__Zu lösende Aufgaben__
• A. An welches Ufer fährt angelmäcky laut dem Forumstext über das Angeln am Balaton jedes Mal?
• B. Wiederhole aus dem Forumstext über das Angeln am Balaton wortgetreu die Stelle von „## angelmäcky (22.“ bis „aber viele kleine.“.

__Vorliegender Text__
+ + + + +

Hallo ist Angeln am Balaton nicht mehr so angesagt ??


----------



## angelmäcky (22. Mai 2015)

*AW: Angel am Balaton 2015*

Fahre am 30. des Monats zum Balaton wie jedes Jahr.
Immer ans Nordufer. 10 Tages karte war glaube ich 25 Euro.
Köder sind preiswert. So gut wie vor Jahren fängt man nicht 
mehr. Aal und Zander.
Karpfen geht noch, aber viele kleine.
angelmäcky


----------



## Hermann-Josef (23. Mai 2015)

*AW: Angel am Balaton 2015*



angelmäcky schrieb:


> Fahre am 30. des Monats zum Balaton wie jedes Jahr.
> Immer ans Nordufer. 10 Tages karte war glaube ich 25 Euro.
> Köder sind preiswert. So gut wie vor Jahren fängt man nicht
> mehr. Aal und Zander.
> ...




Hallo angel mächtig ..
Hab dank für deine Antwort ...

Hast Du noch ein paar Tips für mich ? Futter und Angel methode . Bein letzten mal War Feedern das beste .. Und wie ist es mit Tauwürmer mitnehmen oder lohnt es sich nicht ??

Gruß : Hermann-Josef


----------



## Hermann-Josef (23. Mai 2015)

*AW: Angel am Balaton 2015*



angelmäcky schrieb:


> Fahre am 30. des Monats zum Balaton wie jedes Jahr.
> Immer ans Nordufer. 10 Tages karte war glaube ich 25 Euro.
> Köder sind preiswert. So gut wie vor Jahren fängt man nicht
> mehr. Aal und Zander.
> ...




Hallo angel mäcky.
Hab dank für deine oAntwort ...

Hast Du noch ein paar Tips für mich ? Futter und Angel methode . Bein letzten mal War Feedern das beste .. Und wie ist es mit Tauwürmer mitnehmen oder lohnt es sich nicht ??

Gruß : Hermann-Josef


----------



## angelmäcky (23. Mai 2015)

*AW: Angel am Balaton 2015*

Hallo Hermann-Josef

Futter gibt es doch dort im Laden. Feedern ,möchtest Du ,
Weißfisch fangen, ok geht gut.

+ + + + +

__Gespeicherte Daten__
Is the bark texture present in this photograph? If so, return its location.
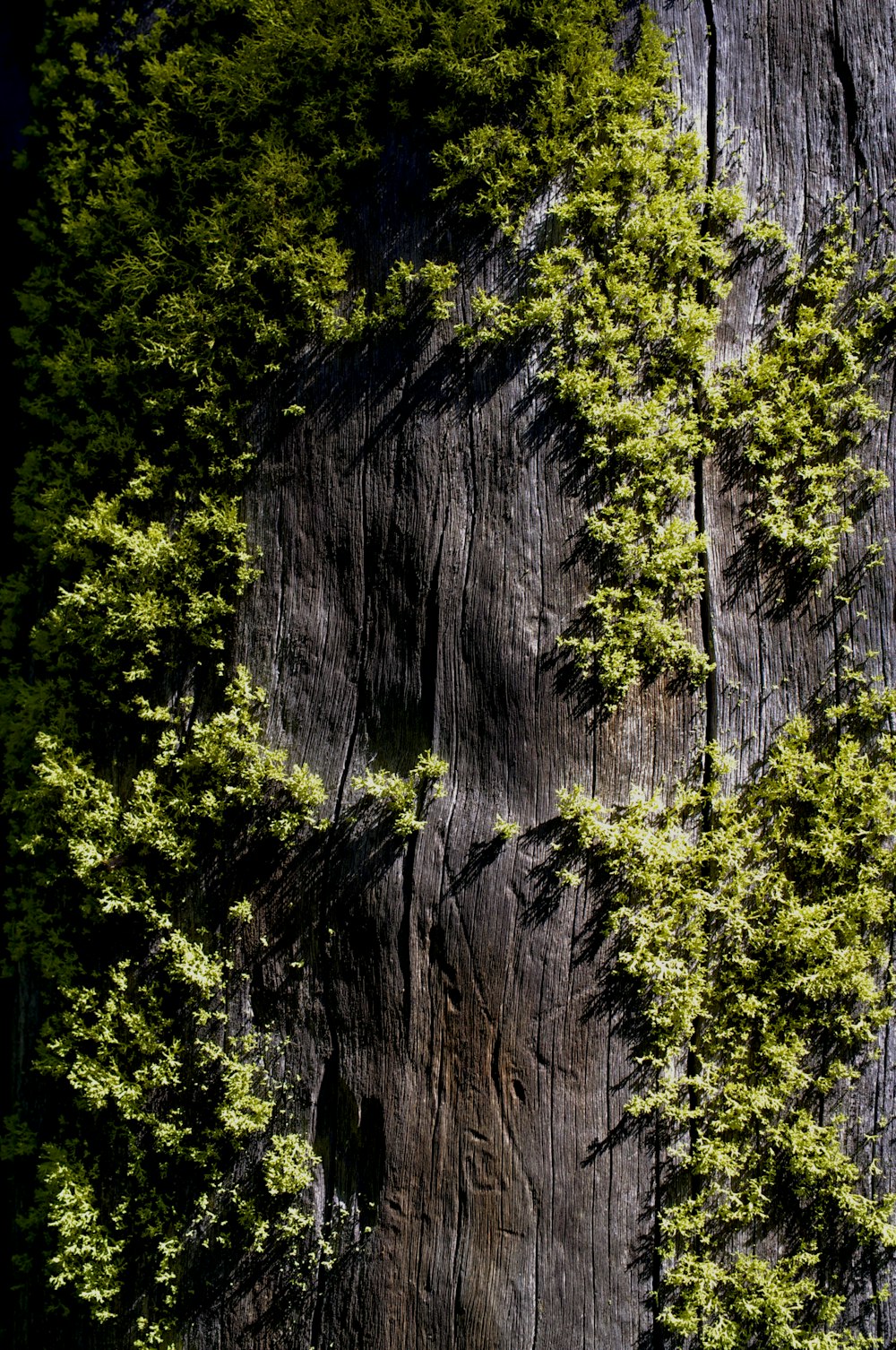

+ + + + +

__Lösungen__
• A. Ans Nordufer.

• B.
## angelmäcky (22. Mai 2015)

*AW: Angel am Balaton 2015*

Fahre am 30. des Monats zum Balaton wie jedes Jahr.
Immer ans Nordufer. 10 Tages karte war glaube ich 25 Euro.
Köder sind preiswert. So gut wie vor Jahren fängt man nicht 
mehr. Aal und Zander.
Karpfen geht noch, aber viele kleine.